◆ GOAL OF THE EXERCISE
Change "white placard" to "white sign" in everything from the line containing "Object detection labeling — target class: black" down to the end of the items, leaving the rest as it is, and give back only those lines.

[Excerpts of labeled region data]
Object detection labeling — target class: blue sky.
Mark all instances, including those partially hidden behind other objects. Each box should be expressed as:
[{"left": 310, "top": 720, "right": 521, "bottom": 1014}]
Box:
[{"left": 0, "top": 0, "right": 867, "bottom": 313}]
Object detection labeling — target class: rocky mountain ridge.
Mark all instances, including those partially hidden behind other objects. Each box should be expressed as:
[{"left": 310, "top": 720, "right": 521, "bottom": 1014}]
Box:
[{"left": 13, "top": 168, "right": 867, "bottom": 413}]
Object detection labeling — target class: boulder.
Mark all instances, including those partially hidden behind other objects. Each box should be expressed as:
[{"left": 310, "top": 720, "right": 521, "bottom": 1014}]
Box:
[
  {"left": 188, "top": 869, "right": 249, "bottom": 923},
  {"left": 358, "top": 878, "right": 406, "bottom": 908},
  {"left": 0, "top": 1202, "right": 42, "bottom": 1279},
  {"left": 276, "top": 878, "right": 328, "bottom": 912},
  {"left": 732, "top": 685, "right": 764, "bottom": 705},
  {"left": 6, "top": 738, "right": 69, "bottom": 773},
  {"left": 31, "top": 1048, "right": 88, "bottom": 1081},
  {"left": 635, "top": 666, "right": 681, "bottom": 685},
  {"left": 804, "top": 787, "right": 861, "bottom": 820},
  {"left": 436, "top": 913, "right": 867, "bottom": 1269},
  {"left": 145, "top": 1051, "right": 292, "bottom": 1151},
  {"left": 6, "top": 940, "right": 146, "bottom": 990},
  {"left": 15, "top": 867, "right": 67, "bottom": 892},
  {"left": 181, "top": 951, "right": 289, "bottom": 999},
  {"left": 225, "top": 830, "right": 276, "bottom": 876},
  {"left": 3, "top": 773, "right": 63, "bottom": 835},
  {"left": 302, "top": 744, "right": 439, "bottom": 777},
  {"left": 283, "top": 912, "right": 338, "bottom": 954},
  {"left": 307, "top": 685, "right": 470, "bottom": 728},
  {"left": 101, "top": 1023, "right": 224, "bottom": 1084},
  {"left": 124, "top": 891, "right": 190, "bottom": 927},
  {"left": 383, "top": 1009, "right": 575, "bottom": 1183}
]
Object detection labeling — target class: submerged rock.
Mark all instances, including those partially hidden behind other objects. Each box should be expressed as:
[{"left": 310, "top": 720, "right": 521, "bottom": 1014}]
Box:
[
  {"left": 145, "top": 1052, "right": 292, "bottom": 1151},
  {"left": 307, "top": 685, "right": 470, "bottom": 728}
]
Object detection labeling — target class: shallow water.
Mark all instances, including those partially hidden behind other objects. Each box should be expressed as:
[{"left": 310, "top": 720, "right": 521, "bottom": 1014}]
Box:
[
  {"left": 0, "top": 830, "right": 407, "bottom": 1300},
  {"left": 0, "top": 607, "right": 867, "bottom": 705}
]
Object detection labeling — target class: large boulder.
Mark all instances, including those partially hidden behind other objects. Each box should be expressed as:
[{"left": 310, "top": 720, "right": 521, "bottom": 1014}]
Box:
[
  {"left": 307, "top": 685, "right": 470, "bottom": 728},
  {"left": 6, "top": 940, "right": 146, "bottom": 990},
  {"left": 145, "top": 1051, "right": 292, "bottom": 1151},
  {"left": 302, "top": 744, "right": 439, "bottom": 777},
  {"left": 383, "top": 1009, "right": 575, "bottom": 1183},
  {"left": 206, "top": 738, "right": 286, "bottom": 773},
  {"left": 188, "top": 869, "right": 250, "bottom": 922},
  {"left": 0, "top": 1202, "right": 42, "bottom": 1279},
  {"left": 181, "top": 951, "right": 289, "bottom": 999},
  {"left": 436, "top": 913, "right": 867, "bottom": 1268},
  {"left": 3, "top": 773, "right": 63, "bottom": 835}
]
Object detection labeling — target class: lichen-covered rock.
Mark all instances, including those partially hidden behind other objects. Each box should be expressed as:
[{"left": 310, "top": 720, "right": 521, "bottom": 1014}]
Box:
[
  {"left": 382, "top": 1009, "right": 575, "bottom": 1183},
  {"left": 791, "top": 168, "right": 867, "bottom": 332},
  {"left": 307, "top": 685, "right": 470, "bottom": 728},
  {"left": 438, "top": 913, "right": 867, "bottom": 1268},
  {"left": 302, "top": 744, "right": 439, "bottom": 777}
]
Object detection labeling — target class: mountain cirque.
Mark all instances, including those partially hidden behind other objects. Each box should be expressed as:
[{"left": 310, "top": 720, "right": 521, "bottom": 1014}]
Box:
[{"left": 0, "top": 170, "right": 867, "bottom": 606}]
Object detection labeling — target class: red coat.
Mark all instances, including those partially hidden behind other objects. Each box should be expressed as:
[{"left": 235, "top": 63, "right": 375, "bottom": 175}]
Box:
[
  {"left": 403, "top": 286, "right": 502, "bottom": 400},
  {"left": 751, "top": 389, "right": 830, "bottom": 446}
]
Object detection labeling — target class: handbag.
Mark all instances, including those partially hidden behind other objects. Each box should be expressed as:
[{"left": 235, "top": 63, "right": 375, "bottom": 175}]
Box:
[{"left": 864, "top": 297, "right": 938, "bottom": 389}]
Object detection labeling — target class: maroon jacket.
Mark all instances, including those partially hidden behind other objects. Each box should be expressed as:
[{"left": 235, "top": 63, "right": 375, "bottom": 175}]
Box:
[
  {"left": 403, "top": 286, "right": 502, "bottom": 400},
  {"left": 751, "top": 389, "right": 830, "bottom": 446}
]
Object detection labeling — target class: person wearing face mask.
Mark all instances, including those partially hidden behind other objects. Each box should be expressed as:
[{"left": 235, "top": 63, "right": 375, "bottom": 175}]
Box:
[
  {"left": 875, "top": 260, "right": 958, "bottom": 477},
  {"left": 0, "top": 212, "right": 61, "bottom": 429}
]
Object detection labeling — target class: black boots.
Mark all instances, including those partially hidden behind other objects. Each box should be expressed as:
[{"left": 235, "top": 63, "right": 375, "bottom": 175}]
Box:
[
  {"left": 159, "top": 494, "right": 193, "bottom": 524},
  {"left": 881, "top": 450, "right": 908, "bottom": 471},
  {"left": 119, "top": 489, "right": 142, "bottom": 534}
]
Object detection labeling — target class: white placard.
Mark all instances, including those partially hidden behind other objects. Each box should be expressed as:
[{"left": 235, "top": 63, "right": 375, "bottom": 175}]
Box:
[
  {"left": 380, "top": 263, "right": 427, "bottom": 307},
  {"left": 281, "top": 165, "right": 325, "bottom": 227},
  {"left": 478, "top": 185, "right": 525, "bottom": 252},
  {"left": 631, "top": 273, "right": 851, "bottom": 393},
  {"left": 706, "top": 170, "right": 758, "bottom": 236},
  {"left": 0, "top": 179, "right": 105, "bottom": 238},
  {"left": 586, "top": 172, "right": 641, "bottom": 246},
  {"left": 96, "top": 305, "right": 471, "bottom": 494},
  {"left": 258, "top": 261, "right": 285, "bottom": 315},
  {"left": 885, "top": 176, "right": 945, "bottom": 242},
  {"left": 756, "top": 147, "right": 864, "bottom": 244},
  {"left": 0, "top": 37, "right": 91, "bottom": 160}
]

◆ OUTPUT FOR THIS TASK
Object detection labeling — target class: black boots.
Mark all instances, including those partially hidden behind other objects. Each box should be expressed as:
[{"left": 235, "top": 63, "right": 375, "bottom": 175}]
Box:
[
  {"left": 159, "top": 494, "right": 193, "bottom": 524},
  {"left": 881, "top": 450, "right": 908, "bottom": 471},
  {"left": 119, "top": 489, "right": 142, "bottom": 534}
]
Object detection labeling — target class: white sign.
Mark all instances, including those partially hidden behind other objects. Each box should be expressed as:
[{"left": 235, "top": 63, "right": 375, "bottom": 175}]
Box:
[
  {"left": 380, "top": 263, "right": 427, "bottom": 307},
  {"left": 281, "top": 165, "right": 325, "bottom": 227},
  {"left": 478, "top": 185, "right": 525, "bottom": 252},
  {"left": 631, "top": 273, "right": 851, "bottom": 393},
  {"left": 706, "top": 170, "right": 758, "bottom": 236},
  {"left": 0, "top": 179, "right": 105, "bottom": 238},
  {"left": 586, "top": 172, "right": 641, "bottom": 246},
  {"left": 96, "top": 305, "right": 471, "bottom": 494},
  {"left": 258, "top": 261, "right": 285, "bottom": 315},
  {"left": 885, "top": 176, "right": 945, "bottom": 242},
  {"left": 756, "top": 147, "right": 864, "bottom": 244},
  {"left": 0, "top": 37, "right": 91, "bottom": 160}
]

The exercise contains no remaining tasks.